## [Exercise task]
Rewrite the stretch from the line containing "Find the <item>white" through the line containing "[[[0,85],[0,120],[49,118],[60,113],[59,86]]]", substituting "storm cloud" for every occurrence of "white cloud" and leaving everything else unchanged.

═══ Source records ═══

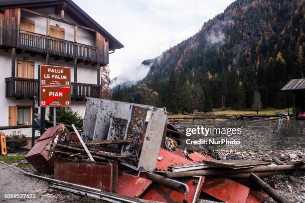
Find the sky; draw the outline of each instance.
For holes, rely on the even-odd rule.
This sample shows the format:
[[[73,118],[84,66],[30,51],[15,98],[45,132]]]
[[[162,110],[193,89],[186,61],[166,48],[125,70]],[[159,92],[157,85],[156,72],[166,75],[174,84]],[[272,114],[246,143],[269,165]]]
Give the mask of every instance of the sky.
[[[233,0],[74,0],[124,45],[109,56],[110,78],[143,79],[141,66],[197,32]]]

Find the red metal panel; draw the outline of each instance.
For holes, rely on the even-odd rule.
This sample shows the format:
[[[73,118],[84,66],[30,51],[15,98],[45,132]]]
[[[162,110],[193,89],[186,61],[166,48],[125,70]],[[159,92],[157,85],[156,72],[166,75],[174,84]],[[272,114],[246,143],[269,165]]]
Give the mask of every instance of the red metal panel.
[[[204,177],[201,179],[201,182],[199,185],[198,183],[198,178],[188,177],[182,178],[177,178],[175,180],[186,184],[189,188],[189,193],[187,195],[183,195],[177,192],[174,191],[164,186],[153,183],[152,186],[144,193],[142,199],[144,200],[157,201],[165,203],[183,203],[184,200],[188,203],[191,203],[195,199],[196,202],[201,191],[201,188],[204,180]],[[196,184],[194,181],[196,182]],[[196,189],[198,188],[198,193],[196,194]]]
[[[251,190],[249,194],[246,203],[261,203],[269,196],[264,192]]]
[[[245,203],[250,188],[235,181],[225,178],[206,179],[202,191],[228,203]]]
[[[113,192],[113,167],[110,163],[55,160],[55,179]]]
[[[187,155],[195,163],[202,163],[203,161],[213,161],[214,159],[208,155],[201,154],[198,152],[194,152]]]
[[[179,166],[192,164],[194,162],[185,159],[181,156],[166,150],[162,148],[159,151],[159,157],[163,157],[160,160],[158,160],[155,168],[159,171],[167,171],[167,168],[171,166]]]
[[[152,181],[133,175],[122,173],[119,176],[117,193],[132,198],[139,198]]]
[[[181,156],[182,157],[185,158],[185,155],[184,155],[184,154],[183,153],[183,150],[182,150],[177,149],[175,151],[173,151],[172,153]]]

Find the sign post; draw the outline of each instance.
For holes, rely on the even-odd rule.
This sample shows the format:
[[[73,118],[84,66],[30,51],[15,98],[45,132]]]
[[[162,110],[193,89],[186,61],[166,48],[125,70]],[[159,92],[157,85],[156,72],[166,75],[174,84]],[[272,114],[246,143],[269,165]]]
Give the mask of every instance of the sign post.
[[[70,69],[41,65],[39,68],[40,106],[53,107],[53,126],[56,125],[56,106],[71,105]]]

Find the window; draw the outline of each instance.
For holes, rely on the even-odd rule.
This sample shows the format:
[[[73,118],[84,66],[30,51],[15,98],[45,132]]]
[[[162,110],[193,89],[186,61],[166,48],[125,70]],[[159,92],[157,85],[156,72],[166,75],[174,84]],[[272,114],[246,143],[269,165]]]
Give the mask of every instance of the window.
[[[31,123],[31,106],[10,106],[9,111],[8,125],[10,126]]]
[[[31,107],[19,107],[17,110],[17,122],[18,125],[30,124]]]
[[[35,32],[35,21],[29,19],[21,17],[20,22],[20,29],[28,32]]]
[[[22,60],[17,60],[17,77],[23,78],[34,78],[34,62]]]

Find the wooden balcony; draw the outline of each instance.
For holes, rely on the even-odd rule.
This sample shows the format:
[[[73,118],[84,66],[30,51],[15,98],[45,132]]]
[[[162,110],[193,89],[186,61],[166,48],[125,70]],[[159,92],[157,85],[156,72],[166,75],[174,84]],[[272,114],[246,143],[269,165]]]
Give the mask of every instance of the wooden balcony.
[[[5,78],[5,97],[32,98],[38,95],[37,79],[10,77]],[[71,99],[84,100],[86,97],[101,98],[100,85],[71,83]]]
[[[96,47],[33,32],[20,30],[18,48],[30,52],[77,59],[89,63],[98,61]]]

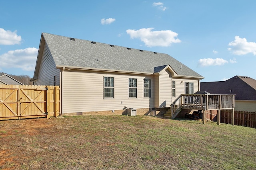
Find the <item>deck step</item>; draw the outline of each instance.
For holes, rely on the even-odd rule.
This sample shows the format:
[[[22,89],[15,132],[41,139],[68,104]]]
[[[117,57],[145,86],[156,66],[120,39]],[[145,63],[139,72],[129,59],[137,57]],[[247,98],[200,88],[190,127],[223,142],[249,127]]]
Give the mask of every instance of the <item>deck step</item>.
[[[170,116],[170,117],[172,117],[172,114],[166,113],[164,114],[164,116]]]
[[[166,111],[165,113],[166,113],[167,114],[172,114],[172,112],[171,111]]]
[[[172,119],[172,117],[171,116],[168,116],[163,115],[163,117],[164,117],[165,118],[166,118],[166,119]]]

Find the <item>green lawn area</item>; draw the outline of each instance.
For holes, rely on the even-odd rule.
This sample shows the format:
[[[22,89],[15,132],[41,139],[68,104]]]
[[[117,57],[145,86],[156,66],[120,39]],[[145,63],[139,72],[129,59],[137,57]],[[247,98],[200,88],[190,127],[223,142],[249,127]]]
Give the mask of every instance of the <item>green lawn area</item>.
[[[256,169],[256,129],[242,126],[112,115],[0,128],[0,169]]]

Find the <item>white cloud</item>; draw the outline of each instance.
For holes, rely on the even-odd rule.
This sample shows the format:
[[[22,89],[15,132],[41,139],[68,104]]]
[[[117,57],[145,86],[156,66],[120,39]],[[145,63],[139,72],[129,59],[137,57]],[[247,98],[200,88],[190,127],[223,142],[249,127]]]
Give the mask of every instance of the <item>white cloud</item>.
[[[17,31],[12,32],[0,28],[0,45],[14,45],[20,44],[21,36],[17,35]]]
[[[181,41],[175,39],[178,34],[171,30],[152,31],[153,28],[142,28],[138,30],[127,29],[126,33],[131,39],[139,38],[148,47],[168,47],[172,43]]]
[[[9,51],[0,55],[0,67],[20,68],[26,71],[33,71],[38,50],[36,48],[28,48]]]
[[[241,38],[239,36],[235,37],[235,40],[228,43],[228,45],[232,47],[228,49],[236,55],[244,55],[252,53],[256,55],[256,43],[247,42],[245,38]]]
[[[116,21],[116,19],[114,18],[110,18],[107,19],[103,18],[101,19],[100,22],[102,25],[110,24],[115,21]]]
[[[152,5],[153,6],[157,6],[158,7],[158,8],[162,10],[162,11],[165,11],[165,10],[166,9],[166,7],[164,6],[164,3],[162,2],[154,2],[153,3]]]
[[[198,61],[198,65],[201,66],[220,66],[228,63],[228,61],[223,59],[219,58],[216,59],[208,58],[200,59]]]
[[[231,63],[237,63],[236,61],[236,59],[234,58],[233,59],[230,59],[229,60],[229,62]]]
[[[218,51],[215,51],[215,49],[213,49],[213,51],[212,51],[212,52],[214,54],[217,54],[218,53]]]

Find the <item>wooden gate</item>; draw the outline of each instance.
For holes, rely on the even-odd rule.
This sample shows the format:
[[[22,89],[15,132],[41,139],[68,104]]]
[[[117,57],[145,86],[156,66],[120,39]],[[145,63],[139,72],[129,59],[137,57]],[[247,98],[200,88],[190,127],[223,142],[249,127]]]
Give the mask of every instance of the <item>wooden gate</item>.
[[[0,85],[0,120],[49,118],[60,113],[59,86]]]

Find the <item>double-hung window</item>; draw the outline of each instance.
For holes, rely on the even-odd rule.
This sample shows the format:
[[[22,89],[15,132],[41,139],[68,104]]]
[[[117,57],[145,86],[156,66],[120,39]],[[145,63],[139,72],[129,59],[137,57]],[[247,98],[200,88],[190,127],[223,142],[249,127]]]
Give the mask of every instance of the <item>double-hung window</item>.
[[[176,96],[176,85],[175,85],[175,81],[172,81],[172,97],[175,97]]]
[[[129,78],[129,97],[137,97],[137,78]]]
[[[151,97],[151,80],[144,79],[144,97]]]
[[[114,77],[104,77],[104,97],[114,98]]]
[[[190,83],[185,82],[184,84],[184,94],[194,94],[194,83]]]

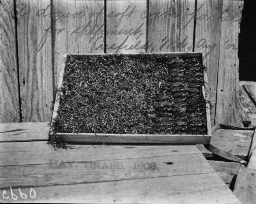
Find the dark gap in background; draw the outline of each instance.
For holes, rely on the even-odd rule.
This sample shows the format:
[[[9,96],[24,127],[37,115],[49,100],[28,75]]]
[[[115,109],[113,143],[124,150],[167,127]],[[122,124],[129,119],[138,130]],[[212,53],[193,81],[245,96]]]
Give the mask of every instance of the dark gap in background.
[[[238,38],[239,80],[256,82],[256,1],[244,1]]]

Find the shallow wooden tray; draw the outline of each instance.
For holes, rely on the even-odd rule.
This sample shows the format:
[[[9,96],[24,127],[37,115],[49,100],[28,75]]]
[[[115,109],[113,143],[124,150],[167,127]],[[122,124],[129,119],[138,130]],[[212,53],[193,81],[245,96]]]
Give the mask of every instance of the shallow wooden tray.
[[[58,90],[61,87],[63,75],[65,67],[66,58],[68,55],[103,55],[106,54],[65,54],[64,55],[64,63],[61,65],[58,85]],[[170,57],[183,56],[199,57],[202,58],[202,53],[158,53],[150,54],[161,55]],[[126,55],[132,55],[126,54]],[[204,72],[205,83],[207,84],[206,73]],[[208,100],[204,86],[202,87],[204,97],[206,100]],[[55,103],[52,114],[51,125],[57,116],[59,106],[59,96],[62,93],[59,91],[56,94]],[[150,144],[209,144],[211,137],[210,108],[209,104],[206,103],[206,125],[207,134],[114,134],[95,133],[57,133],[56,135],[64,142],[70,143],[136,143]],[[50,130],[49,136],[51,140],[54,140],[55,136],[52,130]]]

═══

## [Result below]
Find the <item>storm cloud</item>; draw the outline of each instance.
For holes, rely on the even-odd rule.
This sample shows the format:
[[[22,89],[15,132],[41,139],[68,104]]]
[[[117,57],[145,86],[156,66],[120,39]],[[145,63],[139,72],[129,59],[137,57]],[[247,98],[200,88],[190,127],[223,142],[249,127]]]
Give the mask of every instance of the <item>storm cloud</item>.
[[[17,31],[12,32],[0,28],[0,45],[14,45],[20,44],[21,36],[17,35]]]
[[[181,41],[175,39],[178,34],[171,30],[152,31],[153,28],[142,28],[138,30],[127,29],[126,33],[131,39],[139,38],[148,47],[168,47],[172,43]]]
[[[9,51],[0,55],[0,67],[20,68],[26,71],[33,71],[38,50],[36,48],[28,48]]]
[[[241,38],[239,36],[235,37],[235,40],[228,43],[228,45],[232,47],[228,49],[236,55],[244,55],[252,53],[256,55],[256,43],[247,42],[245,38]]]
[[[116,21],[116,19],[114,18],[110,18],[107,19],[103,18],[101,19],[100,22],[102,25],[110,24],[115,21]]]
[[[152,5],[153,6],[157,6],[158,7],[158,8],[162,10],[162,11],[165,11],[165,10],[166,9],[166,7],[164,6],[164,3],[162,2],[154,2],[153,3]]]
[[[198,61],[198,65],[201,66],[220,66],[228,63],[228,61],[223,59],[219,58],[216,59],[208,58],[200,59]]]
[[[231,63],[237,63],[236,61],[236,59],[234,58],[233,59],[230,59],[229,60],[229,62]]]
[[[218,51],[215,51],[215,49],[213,49],[213,51],[212,51],[212,52],[214,54],[217,54],[218,53]]]

Find the <item>wooden gate</item>; draw the outline of each instance.
For holes, rely on the even-odd rule.
This sample shows the format:
[[[22,89],[15,132],[41,139],[68,104]]]
[[[117,57],[145,86],[156,66],[120,39]],[[145,63],[139,72],[129,59],[137,57]],[[247,98],[200,88],[190,127],[223,142],[249,127]]]
Give the mask of every instance of the <item>wooden gate</item>.
[[[0,85],[0,120],[49,118],[60,113],[59,86]]]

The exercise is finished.